Start of DOCUMENT TEXT

As far as I can remember, these buns were the very first thing I helped my Auntie Florence to bake. My grandchildren love filling the holes with jam, just as I did.

Makes about 10

200g (7oz) self raising flour and 25g (1oz) ground rice


225g (8oz) self-raising flour

75g (3oz) caster sugar

75g (3oz) butter diced

1 organic egg

1 tablespoon full cream milk

homemade raspberry jam

egg wash

caster sugar

Preheat the oven to 220°C/425°F/gas mark 7.

Put the flour and ground rice, if using, into a bowl and add the caster sugar. Add in the diced butter and toss it in the flour. Then rub it into the dry ingredients with the tips of your fingers until the mixture resembles fine breadcrumbs. Whisk the egg with the milk and then use a fork to mix it with the dry ingredients until you have a softish dough.

Divide the mixture in two, roll each half into a thick rope and then divide each into five pieces. Form each piece into a round, dip your thumb in flour and make an indentation in the centre of each bun.

End of DOCUMENT TEXT
Start of RECORDS TO PROCESS

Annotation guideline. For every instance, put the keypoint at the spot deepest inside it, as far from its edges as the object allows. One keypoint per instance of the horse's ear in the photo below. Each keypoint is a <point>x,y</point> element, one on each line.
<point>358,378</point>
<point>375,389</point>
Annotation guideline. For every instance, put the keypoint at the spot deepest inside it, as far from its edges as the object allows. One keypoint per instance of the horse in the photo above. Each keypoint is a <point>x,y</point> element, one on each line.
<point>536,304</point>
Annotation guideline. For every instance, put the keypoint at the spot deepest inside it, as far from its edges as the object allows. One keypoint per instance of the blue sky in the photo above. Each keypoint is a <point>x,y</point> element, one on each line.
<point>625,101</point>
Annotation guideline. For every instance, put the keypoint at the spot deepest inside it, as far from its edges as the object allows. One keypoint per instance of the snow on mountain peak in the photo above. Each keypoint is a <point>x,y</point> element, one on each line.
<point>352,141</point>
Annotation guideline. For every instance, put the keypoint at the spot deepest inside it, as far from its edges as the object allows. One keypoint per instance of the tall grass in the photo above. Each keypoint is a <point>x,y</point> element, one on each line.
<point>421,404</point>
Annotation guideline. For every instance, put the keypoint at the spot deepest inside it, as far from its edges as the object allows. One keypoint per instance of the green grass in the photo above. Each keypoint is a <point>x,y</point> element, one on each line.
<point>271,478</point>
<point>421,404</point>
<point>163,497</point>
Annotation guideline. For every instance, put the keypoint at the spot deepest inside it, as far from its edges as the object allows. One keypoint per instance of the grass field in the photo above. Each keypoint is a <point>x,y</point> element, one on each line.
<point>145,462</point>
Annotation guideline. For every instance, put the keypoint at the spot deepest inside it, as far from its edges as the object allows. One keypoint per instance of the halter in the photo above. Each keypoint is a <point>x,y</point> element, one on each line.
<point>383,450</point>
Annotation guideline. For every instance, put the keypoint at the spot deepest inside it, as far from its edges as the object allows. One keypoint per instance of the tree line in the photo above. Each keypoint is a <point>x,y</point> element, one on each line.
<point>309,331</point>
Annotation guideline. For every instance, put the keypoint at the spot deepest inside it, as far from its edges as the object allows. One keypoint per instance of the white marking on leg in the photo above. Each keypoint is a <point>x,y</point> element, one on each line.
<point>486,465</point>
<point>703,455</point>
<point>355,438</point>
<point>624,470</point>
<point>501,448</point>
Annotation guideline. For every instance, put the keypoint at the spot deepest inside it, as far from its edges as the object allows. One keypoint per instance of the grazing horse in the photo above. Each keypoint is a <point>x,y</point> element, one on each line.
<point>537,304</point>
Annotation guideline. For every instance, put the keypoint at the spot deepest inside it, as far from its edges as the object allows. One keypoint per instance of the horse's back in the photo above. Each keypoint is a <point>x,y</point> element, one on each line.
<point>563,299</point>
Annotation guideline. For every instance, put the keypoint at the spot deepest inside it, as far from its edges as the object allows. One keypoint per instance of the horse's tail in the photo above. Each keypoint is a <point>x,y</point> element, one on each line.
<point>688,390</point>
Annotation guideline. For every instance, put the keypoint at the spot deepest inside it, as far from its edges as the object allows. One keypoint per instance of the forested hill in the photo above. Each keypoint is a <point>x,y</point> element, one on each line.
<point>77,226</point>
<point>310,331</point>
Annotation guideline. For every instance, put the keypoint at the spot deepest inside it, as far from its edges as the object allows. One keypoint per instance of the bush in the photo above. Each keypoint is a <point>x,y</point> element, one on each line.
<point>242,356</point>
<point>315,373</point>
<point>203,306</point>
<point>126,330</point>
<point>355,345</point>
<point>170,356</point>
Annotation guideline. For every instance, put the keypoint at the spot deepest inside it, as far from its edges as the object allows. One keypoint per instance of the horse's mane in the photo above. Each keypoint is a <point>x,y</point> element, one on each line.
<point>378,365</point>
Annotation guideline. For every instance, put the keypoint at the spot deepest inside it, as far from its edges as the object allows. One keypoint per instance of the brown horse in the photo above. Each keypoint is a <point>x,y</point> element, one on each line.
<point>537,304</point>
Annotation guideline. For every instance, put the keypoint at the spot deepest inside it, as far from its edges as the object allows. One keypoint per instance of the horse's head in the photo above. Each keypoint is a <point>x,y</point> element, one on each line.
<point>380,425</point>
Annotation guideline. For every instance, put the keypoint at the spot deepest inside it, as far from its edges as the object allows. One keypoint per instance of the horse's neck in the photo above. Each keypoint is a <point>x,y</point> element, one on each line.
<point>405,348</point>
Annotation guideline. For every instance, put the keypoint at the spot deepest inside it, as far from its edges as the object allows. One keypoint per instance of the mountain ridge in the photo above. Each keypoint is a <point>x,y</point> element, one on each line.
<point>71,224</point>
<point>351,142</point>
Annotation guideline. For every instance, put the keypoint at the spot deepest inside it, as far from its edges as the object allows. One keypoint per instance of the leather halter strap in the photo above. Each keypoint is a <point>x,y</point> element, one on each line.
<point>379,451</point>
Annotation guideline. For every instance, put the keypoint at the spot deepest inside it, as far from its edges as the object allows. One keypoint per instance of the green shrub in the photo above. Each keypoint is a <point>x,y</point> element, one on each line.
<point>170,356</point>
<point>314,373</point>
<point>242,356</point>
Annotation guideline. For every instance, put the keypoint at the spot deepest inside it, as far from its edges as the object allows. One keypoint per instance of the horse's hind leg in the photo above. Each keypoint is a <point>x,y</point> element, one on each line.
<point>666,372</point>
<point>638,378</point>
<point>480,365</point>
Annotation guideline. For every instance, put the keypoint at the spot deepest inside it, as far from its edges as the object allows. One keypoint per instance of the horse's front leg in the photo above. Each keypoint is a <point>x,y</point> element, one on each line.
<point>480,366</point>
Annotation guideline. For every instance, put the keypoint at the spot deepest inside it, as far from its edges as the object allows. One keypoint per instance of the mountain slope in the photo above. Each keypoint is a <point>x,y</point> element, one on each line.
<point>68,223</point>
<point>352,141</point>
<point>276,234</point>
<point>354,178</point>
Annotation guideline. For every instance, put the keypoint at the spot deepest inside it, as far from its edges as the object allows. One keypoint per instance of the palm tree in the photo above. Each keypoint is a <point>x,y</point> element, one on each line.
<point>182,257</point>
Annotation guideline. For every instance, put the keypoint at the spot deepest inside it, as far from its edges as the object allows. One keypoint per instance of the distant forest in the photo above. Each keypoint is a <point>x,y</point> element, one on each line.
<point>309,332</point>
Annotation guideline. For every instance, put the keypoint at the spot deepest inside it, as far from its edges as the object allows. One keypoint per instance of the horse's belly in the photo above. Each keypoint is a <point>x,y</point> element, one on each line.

End of RECORDS TO PROCESS

GOAL A
According to the bun recipe, what temperature should the oven be preheated to?
GOAL B
Please copy the records from the line with "of the blue" up to and including the line with "<point>383,450</point>".

REPLY A
220°C/425°F/gas mark 7.

REPLY B
Annotation guideline. For every instance, put the keypoint at the spot deepest inside it, as far from its edges as the object allows. One keypoint per instance of the blue sky in the photo above. Each keypoint is a <point>x,y</point> element, one on each line.
<point>625,101</point>
Annotation guideline. For every instance, put the keypoint at the spot deepest inside it, as far from its edges as the object allows. One keypoint per instance of the snow on mountain peak in the photo above. Each keypoint is a <point>x,y</point> element, one on each line.
<point>352,141</point>
Annotation guideline. For every instance, put the keypoint at the spot deepest inside it, as far from its edges as the object allows. One keypoint per instance of the tall grass in the photo above. Each keypoint is a <point>x,y</point> element, one on each line.
<point>421,404</point>
Annotation guideline. For every instance, put the keypoint at the spot deepest inside it, as far from its edges as the object allows. One keypoint per instance of the green grass in the photo above. Each keypoint is a <point>x,y</point> element, one on each line.
<point>271,478</point>
<point>421,404</point>
<point>163,497</point>
Annotation guideline. For every instance, put the keypoint at the spot deepest inside it, as far from its edges as the object allows. One keypoint per instance of the grass field in the photo above. Each keypoint is a <point>x,y</point> element, one on each line.
<point>145,462</point>
Annotation guideline. For every instance, put the keypoint at the spot deepest inside it, as far from its edges as the object allows. One keypoint per instance of the halter in the photo above. Each keypoint is a <point>x,y</point> element, one on each line.
<point>383,450</point>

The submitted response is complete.